• **TO DO**: Identify every line of the records below that contains the string "shirt", and copy each of those lines.

[Excerpts of bounding box data]
▽

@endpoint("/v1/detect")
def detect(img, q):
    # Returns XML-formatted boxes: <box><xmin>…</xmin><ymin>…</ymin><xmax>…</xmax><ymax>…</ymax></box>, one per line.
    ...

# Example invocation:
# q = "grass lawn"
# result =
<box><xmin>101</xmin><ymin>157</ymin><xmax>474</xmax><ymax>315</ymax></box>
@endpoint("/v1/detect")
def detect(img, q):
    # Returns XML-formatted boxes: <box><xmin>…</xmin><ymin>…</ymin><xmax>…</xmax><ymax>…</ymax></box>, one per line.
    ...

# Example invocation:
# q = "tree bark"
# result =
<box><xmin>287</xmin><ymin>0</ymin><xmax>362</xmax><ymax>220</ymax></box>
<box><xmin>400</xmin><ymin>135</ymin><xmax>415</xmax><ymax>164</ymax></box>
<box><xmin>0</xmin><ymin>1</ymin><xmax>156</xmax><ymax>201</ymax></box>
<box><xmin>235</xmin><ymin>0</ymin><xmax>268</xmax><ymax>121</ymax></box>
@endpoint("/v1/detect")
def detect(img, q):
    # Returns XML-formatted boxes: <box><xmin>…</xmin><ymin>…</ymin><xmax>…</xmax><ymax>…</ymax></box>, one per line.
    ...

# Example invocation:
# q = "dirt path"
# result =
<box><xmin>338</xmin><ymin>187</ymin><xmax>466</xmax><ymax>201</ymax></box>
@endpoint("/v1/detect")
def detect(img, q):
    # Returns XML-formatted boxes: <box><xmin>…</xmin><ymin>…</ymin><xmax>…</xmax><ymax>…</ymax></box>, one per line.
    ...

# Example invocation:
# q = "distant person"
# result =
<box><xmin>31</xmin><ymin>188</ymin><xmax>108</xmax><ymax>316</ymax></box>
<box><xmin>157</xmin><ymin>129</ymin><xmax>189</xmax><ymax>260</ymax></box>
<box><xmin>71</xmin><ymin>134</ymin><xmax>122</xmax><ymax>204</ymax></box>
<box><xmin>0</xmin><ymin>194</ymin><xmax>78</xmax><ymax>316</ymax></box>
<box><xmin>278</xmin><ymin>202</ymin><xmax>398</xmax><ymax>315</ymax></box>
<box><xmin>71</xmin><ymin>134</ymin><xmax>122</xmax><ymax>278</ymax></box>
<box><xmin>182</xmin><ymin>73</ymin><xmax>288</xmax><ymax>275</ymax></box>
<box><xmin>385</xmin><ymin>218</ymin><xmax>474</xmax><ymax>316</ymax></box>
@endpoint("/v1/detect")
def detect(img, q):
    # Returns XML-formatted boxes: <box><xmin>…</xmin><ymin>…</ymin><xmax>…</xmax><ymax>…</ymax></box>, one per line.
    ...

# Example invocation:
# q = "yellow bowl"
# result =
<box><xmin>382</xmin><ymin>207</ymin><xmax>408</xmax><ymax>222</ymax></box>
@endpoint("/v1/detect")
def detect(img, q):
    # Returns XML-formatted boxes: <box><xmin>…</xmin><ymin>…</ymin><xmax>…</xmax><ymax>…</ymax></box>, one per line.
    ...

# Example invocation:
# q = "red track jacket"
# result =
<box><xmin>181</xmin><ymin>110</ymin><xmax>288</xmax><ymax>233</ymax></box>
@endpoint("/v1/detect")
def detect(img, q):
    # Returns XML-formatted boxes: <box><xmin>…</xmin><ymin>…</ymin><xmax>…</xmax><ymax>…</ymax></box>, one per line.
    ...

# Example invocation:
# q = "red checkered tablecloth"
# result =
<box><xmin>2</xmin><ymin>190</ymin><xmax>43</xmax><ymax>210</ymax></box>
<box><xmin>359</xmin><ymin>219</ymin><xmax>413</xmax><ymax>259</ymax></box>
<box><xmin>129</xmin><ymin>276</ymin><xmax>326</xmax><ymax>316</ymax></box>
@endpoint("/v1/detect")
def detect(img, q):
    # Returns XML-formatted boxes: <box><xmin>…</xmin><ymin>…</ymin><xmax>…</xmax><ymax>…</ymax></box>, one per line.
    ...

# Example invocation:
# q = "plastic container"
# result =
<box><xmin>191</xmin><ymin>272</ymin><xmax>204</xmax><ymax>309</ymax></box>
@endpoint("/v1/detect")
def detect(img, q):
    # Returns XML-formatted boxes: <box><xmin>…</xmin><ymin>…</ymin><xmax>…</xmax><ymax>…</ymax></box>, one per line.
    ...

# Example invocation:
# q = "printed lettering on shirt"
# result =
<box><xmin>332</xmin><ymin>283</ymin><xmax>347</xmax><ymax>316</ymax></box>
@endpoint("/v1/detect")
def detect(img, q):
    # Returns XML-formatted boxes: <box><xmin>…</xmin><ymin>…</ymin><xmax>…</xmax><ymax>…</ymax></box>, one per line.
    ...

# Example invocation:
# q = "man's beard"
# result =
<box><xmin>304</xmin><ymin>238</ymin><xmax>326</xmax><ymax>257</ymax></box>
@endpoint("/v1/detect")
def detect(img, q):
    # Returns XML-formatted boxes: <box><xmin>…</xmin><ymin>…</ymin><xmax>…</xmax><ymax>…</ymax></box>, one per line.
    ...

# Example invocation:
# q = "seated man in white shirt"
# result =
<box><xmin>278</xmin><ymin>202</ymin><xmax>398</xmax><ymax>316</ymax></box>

△

• **THE ANSWER**:
# q = "printed lettering on shirt"
# q = "seated man in white shirt"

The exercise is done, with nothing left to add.